> [WHAT IS NEEDED]
Each line of the data must be copied exactly.

** Opening EXTRACTED INFORMATION block **

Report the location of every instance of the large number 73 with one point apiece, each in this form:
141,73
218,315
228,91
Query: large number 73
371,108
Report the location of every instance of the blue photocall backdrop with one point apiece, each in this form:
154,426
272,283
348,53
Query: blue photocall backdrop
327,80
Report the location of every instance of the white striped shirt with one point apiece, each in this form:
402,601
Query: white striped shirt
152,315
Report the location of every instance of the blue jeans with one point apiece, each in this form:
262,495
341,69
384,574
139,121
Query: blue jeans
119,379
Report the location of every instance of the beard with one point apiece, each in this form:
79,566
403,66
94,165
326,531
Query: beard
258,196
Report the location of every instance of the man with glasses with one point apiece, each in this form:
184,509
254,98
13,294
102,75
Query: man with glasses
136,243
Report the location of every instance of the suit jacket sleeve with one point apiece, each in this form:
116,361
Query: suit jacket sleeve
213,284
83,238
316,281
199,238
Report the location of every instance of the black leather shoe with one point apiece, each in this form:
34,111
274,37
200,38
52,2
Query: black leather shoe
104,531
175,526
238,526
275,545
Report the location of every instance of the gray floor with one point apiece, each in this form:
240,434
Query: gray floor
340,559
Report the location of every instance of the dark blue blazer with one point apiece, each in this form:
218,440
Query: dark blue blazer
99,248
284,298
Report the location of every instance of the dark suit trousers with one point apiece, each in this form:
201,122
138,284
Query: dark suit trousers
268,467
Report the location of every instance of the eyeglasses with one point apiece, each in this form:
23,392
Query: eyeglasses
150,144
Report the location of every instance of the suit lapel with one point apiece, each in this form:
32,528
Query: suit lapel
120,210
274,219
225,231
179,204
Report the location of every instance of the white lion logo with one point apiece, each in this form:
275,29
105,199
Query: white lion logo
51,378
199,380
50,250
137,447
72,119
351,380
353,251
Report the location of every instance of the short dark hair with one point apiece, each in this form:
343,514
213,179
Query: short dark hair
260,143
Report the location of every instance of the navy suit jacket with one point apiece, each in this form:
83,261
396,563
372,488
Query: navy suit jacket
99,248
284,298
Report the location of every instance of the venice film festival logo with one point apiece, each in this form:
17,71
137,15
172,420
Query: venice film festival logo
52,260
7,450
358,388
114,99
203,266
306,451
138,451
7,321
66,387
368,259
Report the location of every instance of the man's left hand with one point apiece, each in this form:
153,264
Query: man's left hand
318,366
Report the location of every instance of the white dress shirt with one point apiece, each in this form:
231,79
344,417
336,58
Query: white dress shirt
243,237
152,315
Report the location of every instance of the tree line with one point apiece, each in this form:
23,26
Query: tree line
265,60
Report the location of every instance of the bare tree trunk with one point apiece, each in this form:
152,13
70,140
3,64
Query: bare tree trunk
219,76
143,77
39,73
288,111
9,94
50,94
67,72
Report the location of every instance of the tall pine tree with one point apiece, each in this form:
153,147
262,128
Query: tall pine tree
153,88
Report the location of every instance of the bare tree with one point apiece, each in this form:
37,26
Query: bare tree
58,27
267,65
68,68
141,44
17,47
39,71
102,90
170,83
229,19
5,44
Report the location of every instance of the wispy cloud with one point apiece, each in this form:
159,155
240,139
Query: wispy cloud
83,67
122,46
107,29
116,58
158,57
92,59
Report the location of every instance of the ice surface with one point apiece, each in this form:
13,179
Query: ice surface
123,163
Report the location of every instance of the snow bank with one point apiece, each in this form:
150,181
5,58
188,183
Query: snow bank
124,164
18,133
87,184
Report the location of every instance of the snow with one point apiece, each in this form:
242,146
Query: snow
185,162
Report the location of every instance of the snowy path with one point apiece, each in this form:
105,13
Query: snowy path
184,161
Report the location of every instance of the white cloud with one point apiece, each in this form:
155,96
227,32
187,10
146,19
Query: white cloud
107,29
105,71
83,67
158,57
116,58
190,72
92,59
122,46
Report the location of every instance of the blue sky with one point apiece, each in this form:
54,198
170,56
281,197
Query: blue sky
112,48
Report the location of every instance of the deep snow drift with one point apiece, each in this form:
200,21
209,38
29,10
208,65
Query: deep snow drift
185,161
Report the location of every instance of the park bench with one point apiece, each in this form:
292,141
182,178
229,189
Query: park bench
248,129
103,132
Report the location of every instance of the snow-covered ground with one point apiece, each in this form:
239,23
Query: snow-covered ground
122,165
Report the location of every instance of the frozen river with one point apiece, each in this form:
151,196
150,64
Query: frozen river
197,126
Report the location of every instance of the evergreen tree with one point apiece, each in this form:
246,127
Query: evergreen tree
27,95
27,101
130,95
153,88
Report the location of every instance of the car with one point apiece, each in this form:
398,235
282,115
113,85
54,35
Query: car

** Closing EXTRACTED INFORMATION block **

> [ANSWER]
Report the location of every instance of the large number 73 with one point apiece, each in this form:
141,73
218,315
228,91
Query: large number 73
371,108
Report the location of every instance of the blue photocall backdrop with one point apiece, each in this form:
154,426
272,283
348,53
Query: blue photocall backdrop
327,80
Report the location of every instance of the white striped shirt with one point apiece, each in this form:
402,601
Query: white striped shirt
152,315
Report the location of every instance of the blue jeans with one point apiece, each in this form:
262,495
341,69
384,574
139,121
Query: blue jeans
119,379
Report the location of every instance of the beard with one point apiece, each in this form:
79,566
403,66
94,165
326,531
Query: beard
258,196
Report the location of every instance of the man with glasses with one point apiece, each in this form:
184,509
254,98
13,294
102,75
Query: man with glasses
136,243
Report the location of every instance of the suit jacket sleeve with one point apiece, each in this form:
116,361
Query: suit jacket sleeve
213,284
83,238
316,281
199,238
Report the location of every instance of the black leather shoe with one point apiece, each in this form:
34,111
274,37
200,38
52,2
Query: black leather shoe
104,531
175,526
238,526
275,545
Report the location of every instance of the gray floor with one point apiece, each in this form:
240,434
Query: gray floor
340,559
Report the location of every instance of the dark blue blazer with one point apiece, each in this form:
218,440
Query: dark blue blazer
99,248
284,298
Report the location of every instance of the dark suit trousers with one point apiece, each in this form:
201,122
138,284
Query: dark suit trousers
268,467
Report the location of every instance of the eyeglasses with one point apiece, each in this form:
23,392
Query: eyeglasses
150,144
Report the location of every instance of the suit lapel with one point apiece, each in this form:
32,528
Query: suit lapel
120,210
274,219
225,231
179,204
Report the location of every instance of the white lion logo with one point apiece, each in this form:
275,29
105,199
Query: white lion logo
51,378
199,380
50,250
137,447
72,119
351,380
353,251
Report the location of every instance of the short dark hair with one point apiece, each in this form:
343,514
213,179
Query: short dark hair
260,143
Report the location of every instance of the navy suit jacket with one point apiece, each in this form:
83,261
396,563
372,488
Query: navy suit jacket
99,248
284,298
Report the location of every instance of the venice film festival logo with one point apiece, each in this form:
17,71
137,15
172,420
Query: venice film festival logo
52,260
7,450
358,388
114,99
203,266
306,451
138,451
7,321
66,387
368,259
Report the location of every instance of the man's left hand with one point apiece, each in this form:
153,264
Query: man's left hand
318,366
Report the location of every instance of the white dress shirt with one point apiece, each in this form:
231,79
344,417
336,58
Query: white dress shirt
243,237
152,315
Report the location of every instance of the tree line with one point apiece, each in this form:
23,26
Query: tree line
265,60
Report the location of every instance of the bare tree trunk with one point apiece, each in this form:
152,13
70,140
3,64
Query: bare tree trunk
219,76
143,77
39,73
288,111
9,94
50,94
67,72
Report the location of every instance of the tall pine tree with one point apiece, each in this form:
153,147
262,128
Query: tall pine tree
153,88
Report the location of every instance of the bare tree with one point apiece, each in this form:
37,26
Query: bare tree
58,27
267,65
68,68
141,44
17,47
39,71
102,90
170,83
229,19
5,44
Report the location of every instance of the wispy cloud with one point apiece, each in this form:
159,155
240,139
Query: wispy cloud
83,67
122,46
107,29
116,58
158,57
92,59
Report the location of every instance of the ice surface with one point apiece, each in this form:
13,179
Query: ice surface
123,163
Report the location of every instance of the snow bank with one point apiece, each in this form:
150,181
5,58
188,183
Query: snow bank
124,164
18,133
87,184
Report the location of every instance of the snow with one point apiece, each in this form:
242,146
Query: snow
185,162
Report the location of every instance of the snowy path with one point apiece, each in this form:
105,13
Query: snowy path
184,161
Report the location of every instance of the white cloud with one point apiece, each in this form:
155,96
227,32
187,10
146,19
Query: white cloud
107,29
105,71
83,67
158,57
116,58
190,72
92,59
122,46
Report the location of every instance of the blue sky with one point apiece, each in this form:
54,198
170,56
281,197
Query: blue sky
112,48
Report the location of every instance of the deep snow drift with one point apiece, each in this form:
200,21
209,38
29,10
208,65
Query: deep snow drift
185,161
Report the location of every instance of the park bench with one point apiece, each in this form:
292,141
182,178
229,189
Query: park bench
248,129
103,132
Report the location of every instance of the snow-covered ground with one point apiece, each in this form:
239,23
Query: snow-covered ground
122,165
Report the location of every instance of the frozen river with one point apiece, each in this form:
151,196
150,64
Query: frozen river
197,126
Report the location of every instance of the evergreen tree with one point apiece, each in this form:
246,127
Query: evergreen tree
27,95
27,101
130,95
153,88
Report the location of every instance of the car with one point apiece, each in this form:
398,235
282,115
113,85
54,35
Query: car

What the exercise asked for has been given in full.